Below is a set of entries; copy all of them exactly.
◇ ◇ ◇ ◇ ◇
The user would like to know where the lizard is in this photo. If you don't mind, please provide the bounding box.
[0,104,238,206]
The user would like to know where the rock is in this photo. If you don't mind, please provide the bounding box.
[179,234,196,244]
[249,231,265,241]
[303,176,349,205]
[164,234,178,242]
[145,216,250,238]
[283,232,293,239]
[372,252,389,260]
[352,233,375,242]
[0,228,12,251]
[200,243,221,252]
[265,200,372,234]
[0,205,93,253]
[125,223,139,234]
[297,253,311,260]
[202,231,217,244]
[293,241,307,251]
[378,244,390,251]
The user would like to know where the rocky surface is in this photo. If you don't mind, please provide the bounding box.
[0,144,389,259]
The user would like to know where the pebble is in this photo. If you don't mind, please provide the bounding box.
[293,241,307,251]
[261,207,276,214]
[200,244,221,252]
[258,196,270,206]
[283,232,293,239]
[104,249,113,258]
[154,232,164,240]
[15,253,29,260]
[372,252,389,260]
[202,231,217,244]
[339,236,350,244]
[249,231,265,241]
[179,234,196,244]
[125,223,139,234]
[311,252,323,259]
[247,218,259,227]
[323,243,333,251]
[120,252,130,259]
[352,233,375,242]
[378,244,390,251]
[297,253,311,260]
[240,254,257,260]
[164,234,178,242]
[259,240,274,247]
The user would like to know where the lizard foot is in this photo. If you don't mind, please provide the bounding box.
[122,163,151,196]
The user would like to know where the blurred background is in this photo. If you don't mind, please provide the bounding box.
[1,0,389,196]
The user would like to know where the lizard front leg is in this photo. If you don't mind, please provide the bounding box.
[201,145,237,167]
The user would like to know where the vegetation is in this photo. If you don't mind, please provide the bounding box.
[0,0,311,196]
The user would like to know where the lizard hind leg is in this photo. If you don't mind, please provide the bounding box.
◇ ◇ ◇ ◇ ◇
Problem solution:
The user would like to know where the lizard is in this photo. If you don't mind, please provide the bounding box.
[0,104,238,206]
The user would like to know where the rock is in this photo. If you don't mind, please provide the bounding box.
[179,234,196,244]
[249,231,265,241]
[303,176,349,205]
[164,234,178,242]
[145,216,250,238]
[283,232,293,239]
[372,252,389,260]
[352,233,375,242]
[0,228,12,251]
[200,243,221,252]
[265,200,372,234]
[0,205,93,253]
[125,223,139,234]
[297,253,311,260]
[202,231,217,244]
[293,241,307,251]
[378,244,390,251]
The user would like to know where the rocky surface is in this photo. If you don't mind, please provide the bounding box.
[0,144,389,259]
The user would like to know where the pebble is in this photo. If you don't mind, please provide the bounding box.
[293,241,307,251]
[261,207,276,214]
[200,244,221,252]
[258,196,270,206]
[283,232,293,239]
[104,249,113,258]
[154,232,164,240]
[15,253,29,260]
[372,252,389,260]
[202,231,217,244]
[339,236,350,244]
[249,231,265,241]
[179,234,196,244]
[125,223,139,234]
[311,252,323,259]
[247,218,259,227]
[323,243,333,251]
[120,252,130,259]
[352,233,375,242]
[378,244,390,251]
[297,253,311,260]
[240,254,257,260]
[164,234,178,242]
[259,240,274,247]
The user would like to know where the lizard foot is in this photo. If you don't mind, please provide the bounding box.
[122,163,151,196]
The user would like to know where the blurred background is in this photo. If you don't mind, please provide the bounding box.
[1,0,389,196]
The user would like to know where the lizard front leg is in this photo. If you don't mind, please provide the bounding box.
[201,145,237,167]
The user would like to know where the vegetation is in this photo. If you don't mind, please provide the bounding box.
[0,0,311,196]
The user would like to know where the lizard hind leg is in this photo. If you don't mind, please provide the bounding box.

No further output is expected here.